#### Work task
Give back each entry unchanged, minus pictures.

#### Available data
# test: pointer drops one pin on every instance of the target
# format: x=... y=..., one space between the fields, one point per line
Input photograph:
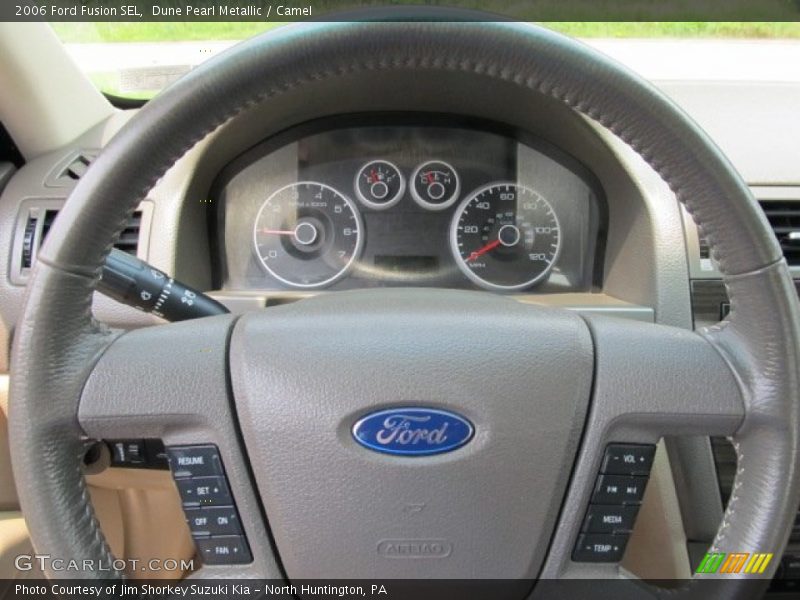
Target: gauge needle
x=277 y=231
x=487 y=248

#### Written response
# test: pointer drops one pin on every instance of the target
# format: x=... y=..., one space between the fields, one point per line
Input photograph:
Target: gauge needle
x=277 y=231
x=487 y=248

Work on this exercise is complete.